- _WORK TASK_
All lines from the one bearing "the front grille." through the end of the data below must be printed exactly as they stand, with pictures removed.

(DATA RECORDS begins)

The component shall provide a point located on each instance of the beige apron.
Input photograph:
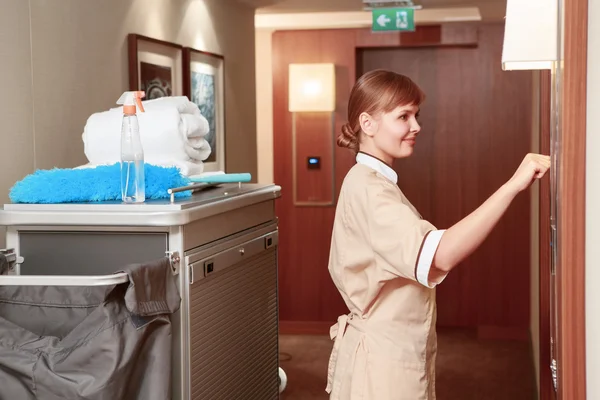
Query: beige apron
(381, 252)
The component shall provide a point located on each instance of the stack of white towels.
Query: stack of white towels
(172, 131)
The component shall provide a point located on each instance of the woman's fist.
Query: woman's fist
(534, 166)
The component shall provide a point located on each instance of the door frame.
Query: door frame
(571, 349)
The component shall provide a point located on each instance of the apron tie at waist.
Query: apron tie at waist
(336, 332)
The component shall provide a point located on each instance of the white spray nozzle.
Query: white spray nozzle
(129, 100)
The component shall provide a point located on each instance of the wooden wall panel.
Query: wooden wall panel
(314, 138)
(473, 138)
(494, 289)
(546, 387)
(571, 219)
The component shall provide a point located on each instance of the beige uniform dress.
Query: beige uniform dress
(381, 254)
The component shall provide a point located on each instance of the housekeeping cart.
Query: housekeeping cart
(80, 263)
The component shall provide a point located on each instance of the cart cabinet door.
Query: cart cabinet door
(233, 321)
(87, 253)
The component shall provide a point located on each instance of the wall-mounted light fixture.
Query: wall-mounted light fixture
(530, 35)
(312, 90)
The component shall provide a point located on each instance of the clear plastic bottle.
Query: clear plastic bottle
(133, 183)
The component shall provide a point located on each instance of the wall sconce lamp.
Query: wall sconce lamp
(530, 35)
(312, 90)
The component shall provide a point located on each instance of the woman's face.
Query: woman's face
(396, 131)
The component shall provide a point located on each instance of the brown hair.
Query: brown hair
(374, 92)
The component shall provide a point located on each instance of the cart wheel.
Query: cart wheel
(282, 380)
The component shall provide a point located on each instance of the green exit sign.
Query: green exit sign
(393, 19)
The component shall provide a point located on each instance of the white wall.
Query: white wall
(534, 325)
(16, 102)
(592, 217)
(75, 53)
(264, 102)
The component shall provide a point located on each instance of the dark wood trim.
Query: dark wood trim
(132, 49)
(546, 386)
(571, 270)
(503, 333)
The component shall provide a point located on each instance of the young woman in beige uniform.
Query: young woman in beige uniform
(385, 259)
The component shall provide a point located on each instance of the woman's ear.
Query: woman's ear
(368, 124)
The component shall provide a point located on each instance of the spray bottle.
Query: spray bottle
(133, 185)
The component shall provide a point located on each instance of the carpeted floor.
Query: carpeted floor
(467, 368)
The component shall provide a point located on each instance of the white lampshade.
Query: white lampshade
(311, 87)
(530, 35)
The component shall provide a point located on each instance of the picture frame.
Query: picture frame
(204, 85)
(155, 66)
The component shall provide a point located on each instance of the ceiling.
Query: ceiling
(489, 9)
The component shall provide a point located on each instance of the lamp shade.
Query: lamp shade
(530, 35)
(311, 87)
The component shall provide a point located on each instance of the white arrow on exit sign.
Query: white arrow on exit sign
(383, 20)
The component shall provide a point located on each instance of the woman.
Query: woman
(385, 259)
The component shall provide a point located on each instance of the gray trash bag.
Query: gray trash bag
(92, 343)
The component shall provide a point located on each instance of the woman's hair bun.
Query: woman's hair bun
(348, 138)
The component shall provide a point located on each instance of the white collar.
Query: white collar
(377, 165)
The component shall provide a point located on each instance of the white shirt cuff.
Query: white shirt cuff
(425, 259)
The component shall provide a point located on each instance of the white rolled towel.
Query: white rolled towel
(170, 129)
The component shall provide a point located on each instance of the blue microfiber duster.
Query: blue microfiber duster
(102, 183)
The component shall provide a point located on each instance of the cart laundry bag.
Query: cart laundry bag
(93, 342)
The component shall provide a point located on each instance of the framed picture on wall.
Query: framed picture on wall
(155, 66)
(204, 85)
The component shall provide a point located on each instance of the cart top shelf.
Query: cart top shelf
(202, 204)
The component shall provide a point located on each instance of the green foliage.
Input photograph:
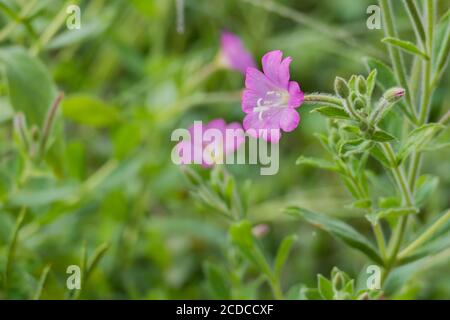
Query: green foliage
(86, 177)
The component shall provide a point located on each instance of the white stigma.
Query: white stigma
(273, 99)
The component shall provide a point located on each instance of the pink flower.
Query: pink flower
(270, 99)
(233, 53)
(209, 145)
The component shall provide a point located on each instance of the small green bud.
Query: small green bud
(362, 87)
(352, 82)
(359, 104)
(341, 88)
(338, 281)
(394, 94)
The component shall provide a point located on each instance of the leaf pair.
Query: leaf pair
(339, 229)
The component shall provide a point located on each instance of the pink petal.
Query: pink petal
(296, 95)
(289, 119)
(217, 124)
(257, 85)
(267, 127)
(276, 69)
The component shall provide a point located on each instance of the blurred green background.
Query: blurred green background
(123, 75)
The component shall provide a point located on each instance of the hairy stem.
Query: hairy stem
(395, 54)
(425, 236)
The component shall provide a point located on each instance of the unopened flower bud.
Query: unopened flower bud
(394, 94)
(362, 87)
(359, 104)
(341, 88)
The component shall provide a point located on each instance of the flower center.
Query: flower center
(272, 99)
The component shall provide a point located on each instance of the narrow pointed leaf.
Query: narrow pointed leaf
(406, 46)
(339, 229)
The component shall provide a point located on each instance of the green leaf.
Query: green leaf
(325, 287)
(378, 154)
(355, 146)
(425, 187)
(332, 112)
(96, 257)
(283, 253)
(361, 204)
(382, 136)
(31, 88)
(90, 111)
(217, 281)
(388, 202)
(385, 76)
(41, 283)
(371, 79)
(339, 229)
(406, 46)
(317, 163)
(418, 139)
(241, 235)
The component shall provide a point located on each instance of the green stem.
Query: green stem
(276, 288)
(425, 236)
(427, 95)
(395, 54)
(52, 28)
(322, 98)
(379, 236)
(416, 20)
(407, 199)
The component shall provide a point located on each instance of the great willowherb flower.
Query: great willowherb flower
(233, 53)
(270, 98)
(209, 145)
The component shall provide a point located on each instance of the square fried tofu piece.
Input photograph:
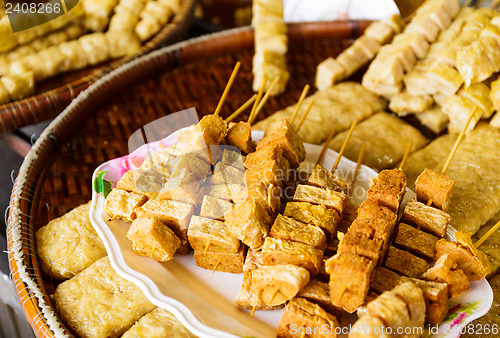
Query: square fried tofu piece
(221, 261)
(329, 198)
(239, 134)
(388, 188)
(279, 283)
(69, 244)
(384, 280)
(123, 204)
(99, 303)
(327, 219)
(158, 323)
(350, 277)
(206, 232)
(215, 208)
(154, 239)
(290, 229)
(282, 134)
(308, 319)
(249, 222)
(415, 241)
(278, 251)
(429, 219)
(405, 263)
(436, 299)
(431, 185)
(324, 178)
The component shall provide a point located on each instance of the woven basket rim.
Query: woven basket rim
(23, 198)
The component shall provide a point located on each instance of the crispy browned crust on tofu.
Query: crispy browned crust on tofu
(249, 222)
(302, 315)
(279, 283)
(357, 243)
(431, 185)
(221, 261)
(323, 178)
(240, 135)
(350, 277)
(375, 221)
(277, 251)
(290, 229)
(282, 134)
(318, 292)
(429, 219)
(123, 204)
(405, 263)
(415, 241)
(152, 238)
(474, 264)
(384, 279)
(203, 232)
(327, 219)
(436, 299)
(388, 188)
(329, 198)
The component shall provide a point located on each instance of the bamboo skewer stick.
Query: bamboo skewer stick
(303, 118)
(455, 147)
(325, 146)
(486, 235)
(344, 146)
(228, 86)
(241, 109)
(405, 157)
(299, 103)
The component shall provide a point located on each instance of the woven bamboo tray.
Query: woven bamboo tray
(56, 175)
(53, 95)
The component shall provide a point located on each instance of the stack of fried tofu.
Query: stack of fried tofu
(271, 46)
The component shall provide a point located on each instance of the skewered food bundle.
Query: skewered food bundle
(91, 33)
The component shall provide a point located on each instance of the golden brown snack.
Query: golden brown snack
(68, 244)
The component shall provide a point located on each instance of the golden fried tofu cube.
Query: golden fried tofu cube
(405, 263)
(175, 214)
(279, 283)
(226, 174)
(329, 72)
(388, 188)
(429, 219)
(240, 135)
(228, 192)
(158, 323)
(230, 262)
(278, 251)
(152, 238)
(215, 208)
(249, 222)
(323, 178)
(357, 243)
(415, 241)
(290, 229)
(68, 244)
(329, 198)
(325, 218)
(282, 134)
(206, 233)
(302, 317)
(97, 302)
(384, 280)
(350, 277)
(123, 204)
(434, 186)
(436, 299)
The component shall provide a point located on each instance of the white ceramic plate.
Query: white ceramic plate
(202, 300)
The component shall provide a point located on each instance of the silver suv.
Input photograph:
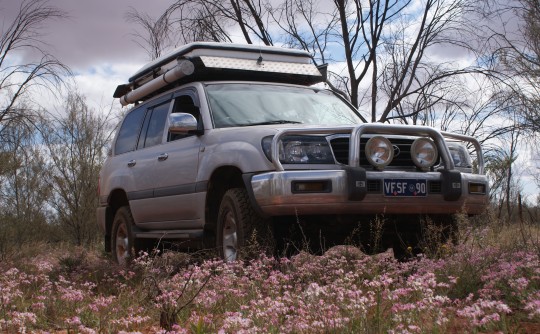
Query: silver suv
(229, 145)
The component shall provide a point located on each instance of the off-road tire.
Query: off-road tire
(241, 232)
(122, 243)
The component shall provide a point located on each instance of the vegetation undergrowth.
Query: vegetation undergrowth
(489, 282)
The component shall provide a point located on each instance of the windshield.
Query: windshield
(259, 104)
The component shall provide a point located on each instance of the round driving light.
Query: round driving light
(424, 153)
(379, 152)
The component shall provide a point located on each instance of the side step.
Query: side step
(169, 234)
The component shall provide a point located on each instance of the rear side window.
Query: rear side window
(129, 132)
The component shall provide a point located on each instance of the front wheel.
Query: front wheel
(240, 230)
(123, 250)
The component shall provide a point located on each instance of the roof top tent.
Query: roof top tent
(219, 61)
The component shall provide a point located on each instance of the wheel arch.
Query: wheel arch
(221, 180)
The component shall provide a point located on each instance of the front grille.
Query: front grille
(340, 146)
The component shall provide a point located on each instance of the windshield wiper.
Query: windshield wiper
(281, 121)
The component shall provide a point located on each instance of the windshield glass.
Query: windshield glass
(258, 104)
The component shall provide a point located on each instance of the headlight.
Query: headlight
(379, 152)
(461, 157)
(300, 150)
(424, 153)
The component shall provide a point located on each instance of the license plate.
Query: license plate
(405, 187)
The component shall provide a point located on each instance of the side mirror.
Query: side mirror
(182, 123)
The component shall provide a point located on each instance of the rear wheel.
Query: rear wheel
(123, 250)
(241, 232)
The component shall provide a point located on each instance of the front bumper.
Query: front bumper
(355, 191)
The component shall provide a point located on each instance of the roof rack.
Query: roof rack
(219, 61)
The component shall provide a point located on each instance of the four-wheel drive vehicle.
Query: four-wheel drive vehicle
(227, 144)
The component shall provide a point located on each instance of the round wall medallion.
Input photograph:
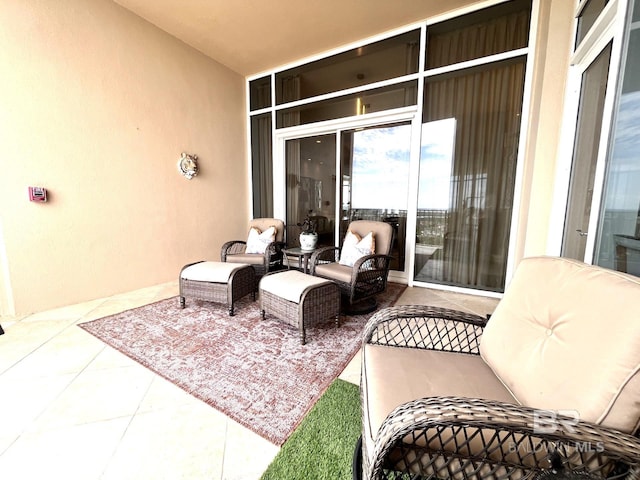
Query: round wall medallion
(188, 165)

(DATA RECORDS ends)

- _RESPONSE TO THIS TASK_
The component shall provide a point located on each instance of the front grille.
Query: front grille
(340, 146)
The component shall provide a point located on each instance of the windshield wiper.
Query: windshield wiper
(281, 121)
The component shall provide a point located on each instance of the windshield glass.
Query: windshield glass
(258, 104)
The component shall provide a point located on each instance of the headlight.
Query: headlight
(379, 152)
(461, 157)
(300, 150)
(424, 153)
The component shall provide a point located on each instance of the license plate.
Query: license plate
(405, 187)
The component shall provide a point located on each instance of the side mirror.
Query: side mirror
(182, 123)
The component shall provide a point located on each instance of the rear wheel.
Query: rear wheel
(123, 250)
(241, 232)
The component shall provide a point located on each instance of the front bumper.
Query: front bumper
(355, 191)
The component shall provide a point located on each instance of the roof rack.
Query: roof rack
(219, 61)
The component shall provide a point located on each instance of the four-wheel drive vehicle.
Query: four-wheel drive vehicle
(227, 144)
The component shall provide a point located on each instance of the round wall medallion.
Input photograph:
Query: round wall medallion
(188, 165)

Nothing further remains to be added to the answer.